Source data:
________________________

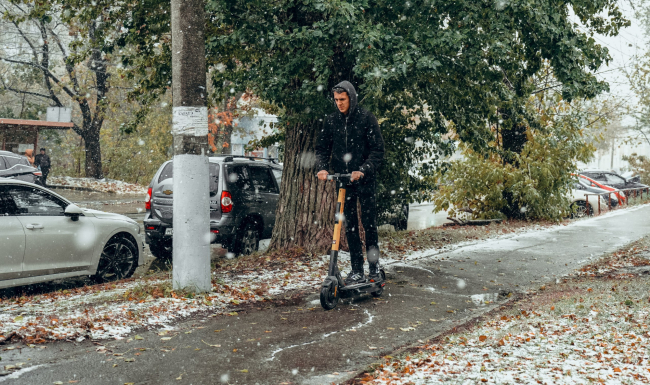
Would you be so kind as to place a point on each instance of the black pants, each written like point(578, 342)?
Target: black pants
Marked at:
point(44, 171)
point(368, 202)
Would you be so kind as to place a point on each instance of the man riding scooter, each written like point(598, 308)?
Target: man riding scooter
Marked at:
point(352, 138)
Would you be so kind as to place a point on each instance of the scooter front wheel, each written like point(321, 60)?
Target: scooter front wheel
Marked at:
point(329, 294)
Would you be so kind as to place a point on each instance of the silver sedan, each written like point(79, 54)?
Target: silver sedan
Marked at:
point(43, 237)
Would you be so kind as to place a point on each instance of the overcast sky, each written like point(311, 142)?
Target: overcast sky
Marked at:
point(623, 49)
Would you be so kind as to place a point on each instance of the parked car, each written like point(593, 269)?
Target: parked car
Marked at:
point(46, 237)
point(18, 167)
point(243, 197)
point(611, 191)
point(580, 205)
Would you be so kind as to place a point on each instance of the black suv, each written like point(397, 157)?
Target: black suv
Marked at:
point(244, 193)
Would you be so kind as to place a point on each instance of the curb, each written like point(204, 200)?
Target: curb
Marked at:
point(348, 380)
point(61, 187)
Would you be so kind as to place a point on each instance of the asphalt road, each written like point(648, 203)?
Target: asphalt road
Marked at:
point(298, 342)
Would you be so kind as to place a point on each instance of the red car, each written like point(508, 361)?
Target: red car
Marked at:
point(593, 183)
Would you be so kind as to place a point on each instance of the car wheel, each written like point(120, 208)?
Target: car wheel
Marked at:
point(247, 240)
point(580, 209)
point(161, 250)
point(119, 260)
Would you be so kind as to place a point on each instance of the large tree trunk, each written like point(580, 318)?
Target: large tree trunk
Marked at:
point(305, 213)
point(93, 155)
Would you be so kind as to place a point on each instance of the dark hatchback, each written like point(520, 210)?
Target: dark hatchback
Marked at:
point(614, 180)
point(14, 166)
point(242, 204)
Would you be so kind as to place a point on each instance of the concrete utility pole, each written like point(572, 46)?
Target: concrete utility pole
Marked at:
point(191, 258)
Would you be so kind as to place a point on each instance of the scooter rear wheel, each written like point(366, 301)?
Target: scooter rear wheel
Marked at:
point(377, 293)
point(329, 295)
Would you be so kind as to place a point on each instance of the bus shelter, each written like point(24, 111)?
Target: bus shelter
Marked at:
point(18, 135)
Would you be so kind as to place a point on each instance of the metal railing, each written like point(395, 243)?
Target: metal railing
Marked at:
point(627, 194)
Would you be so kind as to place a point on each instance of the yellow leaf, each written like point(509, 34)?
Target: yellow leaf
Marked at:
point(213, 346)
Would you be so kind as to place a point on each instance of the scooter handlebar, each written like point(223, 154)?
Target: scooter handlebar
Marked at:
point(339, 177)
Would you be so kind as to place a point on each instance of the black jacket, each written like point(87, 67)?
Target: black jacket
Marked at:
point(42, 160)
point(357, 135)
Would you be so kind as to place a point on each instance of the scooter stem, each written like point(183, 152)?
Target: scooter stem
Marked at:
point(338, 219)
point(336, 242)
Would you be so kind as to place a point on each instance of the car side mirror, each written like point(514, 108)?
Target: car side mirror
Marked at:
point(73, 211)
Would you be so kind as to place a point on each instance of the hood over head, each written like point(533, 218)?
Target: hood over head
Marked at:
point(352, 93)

________________________

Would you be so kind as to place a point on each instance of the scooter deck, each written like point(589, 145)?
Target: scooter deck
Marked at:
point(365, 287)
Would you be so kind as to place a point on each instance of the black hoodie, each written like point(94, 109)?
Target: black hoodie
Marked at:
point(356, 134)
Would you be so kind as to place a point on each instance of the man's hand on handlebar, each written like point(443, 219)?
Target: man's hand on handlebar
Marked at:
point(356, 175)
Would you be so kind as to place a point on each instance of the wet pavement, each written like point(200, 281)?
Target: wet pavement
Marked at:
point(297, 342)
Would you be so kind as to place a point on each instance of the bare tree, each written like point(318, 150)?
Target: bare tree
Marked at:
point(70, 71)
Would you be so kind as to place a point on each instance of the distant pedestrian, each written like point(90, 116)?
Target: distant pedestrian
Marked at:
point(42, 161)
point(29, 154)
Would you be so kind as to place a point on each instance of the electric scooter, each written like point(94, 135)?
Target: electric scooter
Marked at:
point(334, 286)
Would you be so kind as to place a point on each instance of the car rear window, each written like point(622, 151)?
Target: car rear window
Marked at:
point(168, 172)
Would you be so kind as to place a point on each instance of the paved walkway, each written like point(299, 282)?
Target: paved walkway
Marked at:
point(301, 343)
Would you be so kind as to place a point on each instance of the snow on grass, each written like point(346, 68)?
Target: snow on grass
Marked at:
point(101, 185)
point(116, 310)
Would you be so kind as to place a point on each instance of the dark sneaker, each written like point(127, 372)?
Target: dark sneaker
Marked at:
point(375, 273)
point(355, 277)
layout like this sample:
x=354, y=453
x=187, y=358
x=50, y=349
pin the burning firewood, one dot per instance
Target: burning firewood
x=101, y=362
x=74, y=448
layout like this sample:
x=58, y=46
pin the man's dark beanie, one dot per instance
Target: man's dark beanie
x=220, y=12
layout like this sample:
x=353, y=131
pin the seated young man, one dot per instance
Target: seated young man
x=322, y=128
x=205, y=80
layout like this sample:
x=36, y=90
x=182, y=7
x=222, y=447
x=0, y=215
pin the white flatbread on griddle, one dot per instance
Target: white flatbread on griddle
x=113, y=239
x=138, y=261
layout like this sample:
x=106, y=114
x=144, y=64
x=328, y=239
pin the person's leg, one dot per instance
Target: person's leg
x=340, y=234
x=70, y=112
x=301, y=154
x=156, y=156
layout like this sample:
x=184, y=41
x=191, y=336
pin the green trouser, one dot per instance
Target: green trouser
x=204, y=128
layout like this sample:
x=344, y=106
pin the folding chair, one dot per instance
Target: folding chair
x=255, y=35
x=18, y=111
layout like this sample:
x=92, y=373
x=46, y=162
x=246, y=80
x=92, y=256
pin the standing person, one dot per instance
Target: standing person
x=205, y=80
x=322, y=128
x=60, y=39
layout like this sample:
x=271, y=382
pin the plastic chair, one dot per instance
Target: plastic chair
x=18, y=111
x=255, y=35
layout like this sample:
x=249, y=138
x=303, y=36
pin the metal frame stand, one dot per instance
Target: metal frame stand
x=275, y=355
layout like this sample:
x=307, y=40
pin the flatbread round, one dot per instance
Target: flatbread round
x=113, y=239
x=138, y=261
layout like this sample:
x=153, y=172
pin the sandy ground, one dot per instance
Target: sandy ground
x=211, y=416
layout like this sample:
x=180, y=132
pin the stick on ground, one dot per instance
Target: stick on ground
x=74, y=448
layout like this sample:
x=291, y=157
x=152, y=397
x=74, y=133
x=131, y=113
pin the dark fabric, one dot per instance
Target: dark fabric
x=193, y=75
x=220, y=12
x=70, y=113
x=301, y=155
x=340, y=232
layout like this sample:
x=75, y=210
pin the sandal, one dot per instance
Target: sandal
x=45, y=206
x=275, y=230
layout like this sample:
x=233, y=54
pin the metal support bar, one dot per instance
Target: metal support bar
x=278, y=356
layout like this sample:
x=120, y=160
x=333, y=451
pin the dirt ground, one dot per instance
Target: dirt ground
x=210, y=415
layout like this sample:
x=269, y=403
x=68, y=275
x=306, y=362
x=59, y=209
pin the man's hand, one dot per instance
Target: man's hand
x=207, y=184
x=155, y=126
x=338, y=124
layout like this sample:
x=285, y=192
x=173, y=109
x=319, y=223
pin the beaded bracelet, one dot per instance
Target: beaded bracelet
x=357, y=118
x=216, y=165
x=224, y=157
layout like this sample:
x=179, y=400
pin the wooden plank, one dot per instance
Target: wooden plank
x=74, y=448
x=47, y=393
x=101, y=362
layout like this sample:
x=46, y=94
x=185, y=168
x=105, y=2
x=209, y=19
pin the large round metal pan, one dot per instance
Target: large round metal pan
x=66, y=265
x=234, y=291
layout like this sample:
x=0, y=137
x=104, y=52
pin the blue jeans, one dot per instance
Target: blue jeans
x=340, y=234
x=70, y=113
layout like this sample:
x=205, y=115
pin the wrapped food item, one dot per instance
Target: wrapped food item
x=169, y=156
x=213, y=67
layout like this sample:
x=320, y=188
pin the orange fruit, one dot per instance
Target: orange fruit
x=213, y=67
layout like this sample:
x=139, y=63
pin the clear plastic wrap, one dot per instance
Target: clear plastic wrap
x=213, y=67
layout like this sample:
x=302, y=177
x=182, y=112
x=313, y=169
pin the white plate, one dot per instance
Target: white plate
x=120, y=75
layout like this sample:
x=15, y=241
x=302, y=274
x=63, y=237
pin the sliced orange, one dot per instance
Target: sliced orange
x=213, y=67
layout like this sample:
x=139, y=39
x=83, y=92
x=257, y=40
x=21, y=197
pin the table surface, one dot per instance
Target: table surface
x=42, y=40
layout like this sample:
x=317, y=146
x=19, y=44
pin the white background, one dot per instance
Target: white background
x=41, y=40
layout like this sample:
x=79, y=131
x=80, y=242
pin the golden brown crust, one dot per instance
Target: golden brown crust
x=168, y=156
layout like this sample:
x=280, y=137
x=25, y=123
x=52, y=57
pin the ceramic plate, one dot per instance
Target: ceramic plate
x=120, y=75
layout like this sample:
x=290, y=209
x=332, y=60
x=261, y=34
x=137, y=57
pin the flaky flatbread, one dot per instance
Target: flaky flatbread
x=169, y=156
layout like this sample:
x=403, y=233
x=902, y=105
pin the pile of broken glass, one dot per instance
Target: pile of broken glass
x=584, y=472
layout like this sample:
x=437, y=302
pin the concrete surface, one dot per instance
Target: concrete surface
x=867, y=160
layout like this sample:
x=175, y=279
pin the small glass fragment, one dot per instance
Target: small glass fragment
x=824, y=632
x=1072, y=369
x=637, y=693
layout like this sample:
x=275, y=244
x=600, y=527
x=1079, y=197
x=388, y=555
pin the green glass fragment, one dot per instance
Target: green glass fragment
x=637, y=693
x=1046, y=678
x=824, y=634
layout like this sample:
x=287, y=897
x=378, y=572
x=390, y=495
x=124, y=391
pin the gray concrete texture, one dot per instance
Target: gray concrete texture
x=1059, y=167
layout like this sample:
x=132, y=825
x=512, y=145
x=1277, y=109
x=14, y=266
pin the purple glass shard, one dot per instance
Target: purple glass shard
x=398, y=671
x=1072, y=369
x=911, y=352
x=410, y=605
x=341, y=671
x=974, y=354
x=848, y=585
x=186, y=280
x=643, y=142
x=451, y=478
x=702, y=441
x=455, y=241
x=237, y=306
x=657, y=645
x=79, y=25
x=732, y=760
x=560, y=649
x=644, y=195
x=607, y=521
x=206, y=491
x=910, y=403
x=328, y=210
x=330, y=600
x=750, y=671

________________________

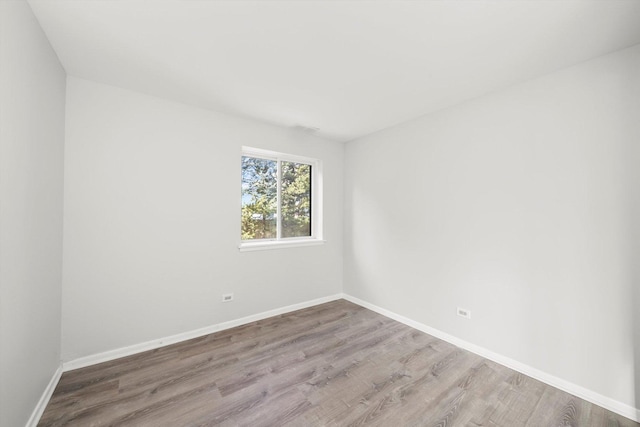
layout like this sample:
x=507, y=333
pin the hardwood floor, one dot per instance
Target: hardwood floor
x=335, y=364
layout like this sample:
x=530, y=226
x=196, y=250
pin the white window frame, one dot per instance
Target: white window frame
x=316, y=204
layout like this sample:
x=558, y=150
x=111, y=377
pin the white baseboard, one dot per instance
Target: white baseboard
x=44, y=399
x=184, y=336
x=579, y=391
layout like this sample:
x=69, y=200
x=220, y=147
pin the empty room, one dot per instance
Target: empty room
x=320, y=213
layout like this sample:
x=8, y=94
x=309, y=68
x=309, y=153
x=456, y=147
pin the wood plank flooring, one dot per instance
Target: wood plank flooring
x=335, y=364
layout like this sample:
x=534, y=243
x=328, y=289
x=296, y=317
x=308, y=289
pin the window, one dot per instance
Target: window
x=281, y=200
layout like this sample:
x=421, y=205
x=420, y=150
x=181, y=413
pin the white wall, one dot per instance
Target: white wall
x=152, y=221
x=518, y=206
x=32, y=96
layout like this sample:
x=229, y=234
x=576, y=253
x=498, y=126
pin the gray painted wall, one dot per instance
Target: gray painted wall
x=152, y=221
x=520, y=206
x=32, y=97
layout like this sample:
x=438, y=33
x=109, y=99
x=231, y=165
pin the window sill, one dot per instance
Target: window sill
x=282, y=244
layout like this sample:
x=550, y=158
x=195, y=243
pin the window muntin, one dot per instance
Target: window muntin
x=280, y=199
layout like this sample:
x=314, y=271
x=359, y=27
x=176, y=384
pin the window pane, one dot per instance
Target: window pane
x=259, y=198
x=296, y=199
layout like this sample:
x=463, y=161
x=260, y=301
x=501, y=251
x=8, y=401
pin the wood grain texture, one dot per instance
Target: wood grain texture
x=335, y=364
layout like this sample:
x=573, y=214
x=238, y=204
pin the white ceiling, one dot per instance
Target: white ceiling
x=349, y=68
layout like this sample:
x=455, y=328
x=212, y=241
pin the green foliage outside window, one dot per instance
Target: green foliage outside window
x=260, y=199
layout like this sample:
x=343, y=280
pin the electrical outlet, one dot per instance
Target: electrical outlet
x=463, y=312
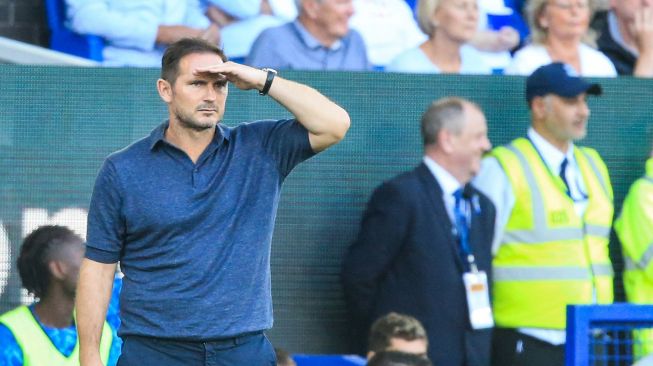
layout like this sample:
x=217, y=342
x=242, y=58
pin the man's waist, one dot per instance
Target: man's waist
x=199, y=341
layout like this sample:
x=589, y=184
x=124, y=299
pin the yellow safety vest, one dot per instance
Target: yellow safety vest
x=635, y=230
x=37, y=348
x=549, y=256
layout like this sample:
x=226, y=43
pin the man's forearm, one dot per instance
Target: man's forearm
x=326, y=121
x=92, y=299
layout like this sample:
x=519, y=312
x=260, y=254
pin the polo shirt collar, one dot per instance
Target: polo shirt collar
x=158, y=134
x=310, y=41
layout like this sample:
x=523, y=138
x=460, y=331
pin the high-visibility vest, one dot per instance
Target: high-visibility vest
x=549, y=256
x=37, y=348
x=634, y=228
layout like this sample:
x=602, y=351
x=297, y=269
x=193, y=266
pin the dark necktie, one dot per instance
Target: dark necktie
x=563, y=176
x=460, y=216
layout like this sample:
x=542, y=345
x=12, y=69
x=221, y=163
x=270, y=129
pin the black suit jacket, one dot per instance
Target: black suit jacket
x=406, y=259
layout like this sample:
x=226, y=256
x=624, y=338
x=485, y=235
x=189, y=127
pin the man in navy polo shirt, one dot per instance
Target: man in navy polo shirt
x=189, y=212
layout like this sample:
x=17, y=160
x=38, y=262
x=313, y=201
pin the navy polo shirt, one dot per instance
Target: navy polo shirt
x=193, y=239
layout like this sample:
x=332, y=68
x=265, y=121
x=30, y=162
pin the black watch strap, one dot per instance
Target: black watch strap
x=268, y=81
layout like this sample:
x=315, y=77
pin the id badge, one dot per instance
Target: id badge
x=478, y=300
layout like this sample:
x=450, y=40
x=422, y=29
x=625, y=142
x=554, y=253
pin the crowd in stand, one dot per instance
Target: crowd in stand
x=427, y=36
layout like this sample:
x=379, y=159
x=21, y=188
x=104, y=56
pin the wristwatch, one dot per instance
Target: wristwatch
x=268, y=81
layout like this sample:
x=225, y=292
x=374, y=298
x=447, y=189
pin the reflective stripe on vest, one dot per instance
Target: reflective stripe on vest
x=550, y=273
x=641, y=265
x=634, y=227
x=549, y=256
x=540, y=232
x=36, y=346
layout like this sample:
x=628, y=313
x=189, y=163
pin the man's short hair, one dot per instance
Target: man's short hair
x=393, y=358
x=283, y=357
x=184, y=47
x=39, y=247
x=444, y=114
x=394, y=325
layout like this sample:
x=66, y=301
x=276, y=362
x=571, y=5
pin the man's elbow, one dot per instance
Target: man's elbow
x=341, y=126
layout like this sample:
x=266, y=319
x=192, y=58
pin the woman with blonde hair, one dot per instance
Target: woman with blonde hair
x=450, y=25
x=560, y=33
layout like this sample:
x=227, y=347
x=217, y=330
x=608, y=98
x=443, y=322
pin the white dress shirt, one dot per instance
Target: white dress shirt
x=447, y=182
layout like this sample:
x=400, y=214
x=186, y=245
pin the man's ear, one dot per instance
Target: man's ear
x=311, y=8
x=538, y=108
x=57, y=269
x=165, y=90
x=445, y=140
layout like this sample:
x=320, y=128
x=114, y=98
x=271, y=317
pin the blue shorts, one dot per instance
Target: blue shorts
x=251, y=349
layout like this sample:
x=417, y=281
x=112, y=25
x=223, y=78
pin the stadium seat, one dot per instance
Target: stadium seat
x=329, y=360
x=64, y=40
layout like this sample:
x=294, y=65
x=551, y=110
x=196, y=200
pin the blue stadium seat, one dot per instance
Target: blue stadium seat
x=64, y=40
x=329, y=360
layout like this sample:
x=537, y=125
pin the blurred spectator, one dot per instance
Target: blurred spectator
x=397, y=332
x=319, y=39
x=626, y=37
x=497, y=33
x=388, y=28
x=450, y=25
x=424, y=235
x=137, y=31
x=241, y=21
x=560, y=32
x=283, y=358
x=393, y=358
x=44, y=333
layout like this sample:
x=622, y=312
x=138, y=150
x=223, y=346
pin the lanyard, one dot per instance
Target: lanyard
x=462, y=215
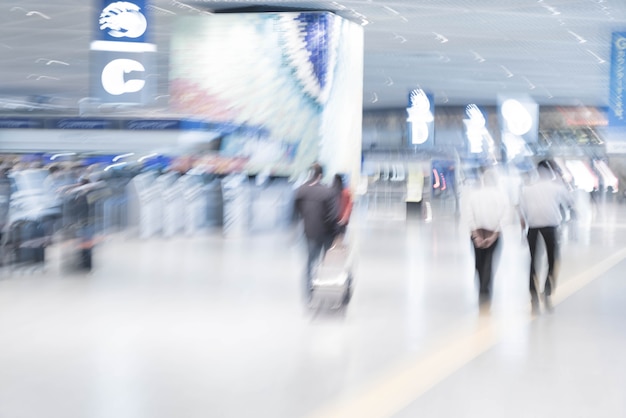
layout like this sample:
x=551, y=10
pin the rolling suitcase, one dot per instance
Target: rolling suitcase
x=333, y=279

________________________

◆ Exercise objective: Please copy the material, starting at the line that contains "like point(578, 342)?" and ending after the line that contains "point(93, 155)". Replace "Marked at" with "Located at" every time it appears and leave everything else unchanged.

◆ Task result:
Would you be so kind as to place a point on each instance of the black pants, each written like point(578, 342)?
Target: black pants
Located at:
point(44, 171)
point(368, 202)
Would you be so kind as to place a point on each instance of the man riding scooter, each written like point(598, 308)?
Target: man riding scooter
Located at:
point(352, 138)
Would you be so kind as to place a point on each instance of the scooter front wheel, each written like point(321, 60)?
Target: scooter front wheel
Located at:
point(329, 294)
Would you be so kind as to place a point on each instance of the silver sedan, each written like point(79, 54)?
Target: silver sedan
Located at:
point(43, 237)
Would you be so kind as to place a point on each instance of the overcast sky, each written like point(311, 142)?
Target: overcast sky
Located at:
point(623, 49)
Would you be so kind as to place a point on each instance of the parked car, each written like point(593, 269)?
Target: parked car
Located at:
point(46, 237)
point(18, 167)
point(243, 197)
point(611, 191)
point(580, 205)
Would you be so kind as to place a point on each instance of the black suv, each written like point(397, 157)?
Target: black suv
Located at:
point(244, 193)
Would you be so kind as to place a point on each instance of the curb, each written like point(204, 200)?
Target: curb
Located at:
point(348, 380)
point(61, 187)
Would you be so kind as to place a point on each instance of the asphalt road, each written like point(648, 203)?
Target: asphalt road
Located at:
point(298, 342)
Would you be so kind as to place a point on each instance of the red car, each written like point(508, 361)?
Target: red car
Located at:
point(593, 183)
Would you be so kind as to place a point on each instance of the car wheel, each written like point(120, 208)?
Target: car wheel
Located at:
point(247, 240)
point(580, 209)
point(161, 250)
point(119, 260)
Would you be so kind as to place a point on each instance of the large tree trunk, each written like point(580, 318)?
Target: large tree trunk
Located at:
point(305, 213)
point(93, 155)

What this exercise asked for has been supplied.